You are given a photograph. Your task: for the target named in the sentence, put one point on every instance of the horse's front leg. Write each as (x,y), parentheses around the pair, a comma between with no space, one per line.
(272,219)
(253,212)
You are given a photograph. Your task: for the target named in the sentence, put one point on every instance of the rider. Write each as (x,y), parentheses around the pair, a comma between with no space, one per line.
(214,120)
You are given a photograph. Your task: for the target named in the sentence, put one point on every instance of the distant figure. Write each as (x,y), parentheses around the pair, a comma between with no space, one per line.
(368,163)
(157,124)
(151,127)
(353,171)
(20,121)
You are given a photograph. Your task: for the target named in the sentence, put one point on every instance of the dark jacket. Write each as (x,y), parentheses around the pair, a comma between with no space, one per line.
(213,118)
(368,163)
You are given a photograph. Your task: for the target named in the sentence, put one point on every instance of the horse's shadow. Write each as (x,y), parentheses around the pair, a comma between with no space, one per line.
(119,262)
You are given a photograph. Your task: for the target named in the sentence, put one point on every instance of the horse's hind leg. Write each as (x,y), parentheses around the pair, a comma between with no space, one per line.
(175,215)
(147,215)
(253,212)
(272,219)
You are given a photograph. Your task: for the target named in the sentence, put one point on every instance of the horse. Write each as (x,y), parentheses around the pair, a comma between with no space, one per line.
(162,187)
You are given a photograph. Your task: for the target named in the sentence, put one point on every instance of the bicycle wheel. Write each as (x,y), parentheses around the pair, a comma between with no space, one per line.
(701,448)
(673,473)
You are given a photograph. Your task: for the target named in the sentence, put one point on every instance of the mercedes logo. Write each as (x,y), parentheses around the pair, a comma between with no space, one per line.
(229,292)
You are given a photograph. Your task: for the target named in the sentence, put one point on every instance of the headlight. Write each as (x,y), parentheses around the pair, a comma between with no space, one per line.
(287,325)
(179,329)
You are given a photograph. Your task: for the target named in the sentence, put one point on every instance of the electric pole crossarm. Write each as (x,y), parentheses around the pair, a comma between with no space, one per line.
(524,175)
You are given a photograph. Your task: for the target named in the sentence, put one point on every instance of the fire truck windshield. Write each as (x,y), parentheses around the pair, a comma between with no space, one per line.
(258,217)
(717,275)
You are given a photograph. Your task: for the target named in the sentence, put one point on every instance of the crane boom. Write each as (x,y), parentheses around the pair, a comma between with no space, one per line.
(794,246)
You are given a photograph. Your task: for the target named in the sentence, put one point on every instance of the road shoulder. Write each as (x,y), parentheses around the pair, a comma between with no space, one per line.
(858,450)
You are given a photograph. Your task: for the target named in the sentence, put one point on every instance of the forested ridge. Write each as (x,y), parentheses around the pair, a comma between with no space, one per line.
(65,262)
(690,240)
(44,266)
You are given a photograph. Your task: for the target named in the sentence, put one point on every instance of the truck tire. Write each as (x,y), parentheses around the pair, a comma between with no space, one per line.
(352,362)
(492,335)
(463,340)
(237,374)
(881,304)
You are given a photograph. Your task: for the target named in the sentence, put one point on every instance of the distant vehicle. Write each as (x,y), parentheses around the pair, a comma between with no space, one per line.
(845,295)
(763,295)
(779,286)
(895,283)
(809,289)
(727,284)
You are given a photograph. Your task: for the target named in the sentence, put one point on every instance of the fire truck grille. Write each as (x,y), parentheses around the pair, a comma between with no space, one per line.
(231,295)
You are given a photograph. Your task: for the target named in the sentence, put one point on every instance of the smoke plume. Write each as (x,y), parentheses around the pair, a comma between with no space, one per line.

--

YOUR INSTRUCTIONS ▸
Rewrite the rows from the line containing "the distant vehicle." through the last row, keeping every request, and shift each point coordinate in the answers by adding 104 to both x and y.

RESPONSE TO THE TASK ▸
You are given a photograph. Your task: for the target named in the sentence, put one point on every instance of the distant vehicle. Write each as (x,y), parentheses around the pair, a comma between with no space, one per line.
(949,399)
(867,399)
(883,390)
(999,387)
(913,393)
(831,388)
You are given a photograph. Your task: for the target named in the sentence, put one point on every instance of the fire truck grille. Write each as (x,y), parentheses around the pair, a comma between with no space, one per line.
(335,399)
You are given a photograph. Your task: for the target named in the sentence, put one point on every instance of the smoke plume. Write each as (x,y), parentheses around the pair, a comma between with no space, one per line.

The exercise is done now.